> [Check your understanding]
a. Reproduce the gateway excerpt word for word from "For Claude Sonnet" to "budget and output_config.effort.".
b. Please list the native Anthropic block types that the gateway excerpt says are preserved under provider_metadata.gcp_vertex.reasoning.
c. According to the gateway excerpt, what does the gateway send for Claude Opus 4.5?

Claude Sonnet/Haiku 4.5 and older Claude modelsAdaptive thinking is rejected. These models require an explicit manual budget from reasoning.budget_tokens, reasoning_budget_tokens, thinking_budget_tokens, or caller-supplied thinking.type: "enabled" with budget_tokens; the gateway does not add output_config.effort.

Manual budget example for an older Claude model:

json
{
  "model": "claude-sonnet-45-vertex",
  "max_tokens": 8192,
  "reasoning": {
    "effort": "medium",
    "budget_tokens": 2048
  },
  "messages": [
    {
      "role": "user",
      "content": "Analyze this migration risk."
    }
  ]
}

For Claude Sonnet 4.5, the gateway sends manual thinking.type: "enabled" with budget_tokens and omits output_config.effort. For Claude Opus 4.5, it sends the manual budget and output_config.effort.

Chat Completions hides Claude thinking from normal content and delta.content. Native Anthropic thinking, redacted_thinking, thinking_delta, and signature_delta blocks are preserved under provider_metadata.gcp_vertex.reasoning for debugging and provider continuity. The gateway does not yet rehydrate that provider metadata into future Anthropic content blocks when callers send tool results. Anthropic documents that tool-use continuations with thinking may require complete unmodified thinking blocks, so gateway-managed replay remains tracked by issue #140.

Gemini Example

Google publisher routes use Vertex generateContent and streamGenerateContent.

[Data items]

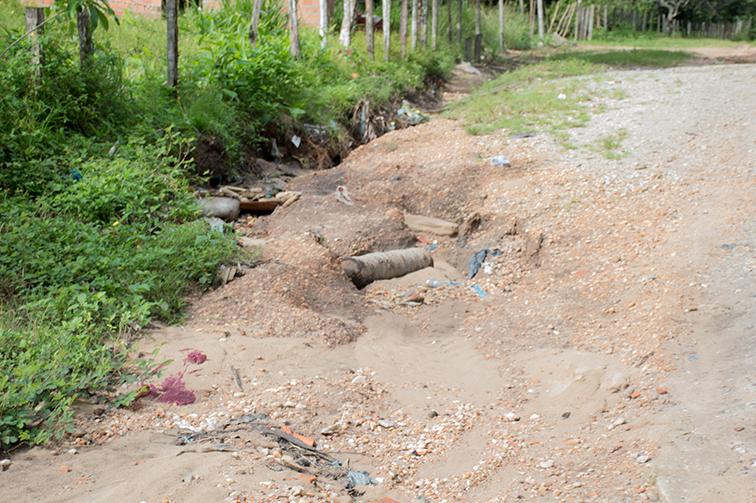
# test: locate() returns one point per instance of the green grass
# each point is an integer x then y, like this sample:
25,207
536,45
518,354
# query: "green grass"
610,146
630,58
646,41
543,96
538,96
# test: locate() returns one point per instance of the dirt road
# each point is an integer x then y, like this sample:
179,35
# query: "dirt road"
607,353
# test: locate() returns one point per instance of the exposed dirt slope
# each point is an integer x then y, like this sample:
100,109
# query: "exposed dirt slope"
611,358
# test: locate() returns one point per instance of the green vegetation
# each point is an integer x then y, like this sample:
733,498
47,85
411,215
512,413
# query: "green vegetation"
532,97
631,58
545,96
610,146
655,41
99,231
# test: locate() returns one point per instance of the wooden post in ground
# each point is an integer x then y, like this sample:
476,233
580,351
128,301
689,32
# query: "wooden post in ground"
84,29
539,7
478,34
293,29
434,24
413,26
577,19
323,28
255,23
171,17
450,35
386,29
531,17
424,23
369,32
502,47
459,22
403,28
35,18
346,24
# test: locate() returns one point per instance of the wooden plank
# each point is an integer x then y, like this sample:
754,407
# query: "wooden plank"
264,207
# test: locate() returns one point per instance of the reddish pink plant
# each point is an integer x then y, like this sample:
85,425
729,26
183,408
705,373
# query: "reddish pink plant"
196,357
173,390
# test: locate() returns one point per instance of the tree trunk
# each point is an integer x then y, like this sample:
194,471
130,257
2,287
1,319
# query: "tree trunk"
424,23
35,19
501,26
171,16
369,32
577,19
459,21
365,269
450,26
84,27
323,28
477,17
434,25
293,29
403,28
539,7
531,17
346,24
254,25
413,28
386,29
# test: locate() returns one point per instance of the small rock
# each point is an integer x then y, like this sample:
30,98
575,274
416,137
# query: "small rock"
500,161
617,422
642,458
386,423
359,379
511,416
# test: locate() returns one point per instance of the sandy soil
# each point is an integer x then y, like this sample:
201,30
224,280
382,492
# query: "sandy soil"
611,358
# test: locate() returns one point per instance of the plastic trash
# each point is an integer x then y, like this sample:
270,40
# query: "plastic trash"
476,261
342,196
500,161
477,289
359,478
409,115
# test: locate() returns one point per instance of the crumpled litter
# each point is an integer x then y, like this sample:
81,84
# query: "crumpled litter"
173,390
359,478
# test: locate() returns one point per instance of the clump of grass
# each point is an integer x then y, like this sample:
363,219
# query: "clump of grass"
610,146
653,58
654,41
538,96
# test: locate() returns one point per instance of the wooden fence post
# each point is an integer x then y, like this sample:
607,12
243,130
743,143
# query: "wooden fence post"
35,18
323,28
171,16
434,24
369,32
293,29
386,29
501,25
253,25
403,28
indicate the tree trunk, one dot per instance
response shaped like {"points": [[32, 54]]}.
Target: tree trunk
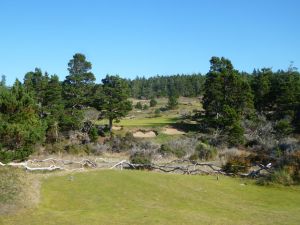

> [Solutions by task]
a.
For Claude Sonnet 4.5, the gateway sends manual thinking.type: "enabled" with budget_tokens and omits output_config.effort. For Claude Opus 4.5, it sends the manual budget and output_config.effort.

b. thinking, redacted_thinking, thinking_delta, signature_delta

c. The manual budget and output_config.effort.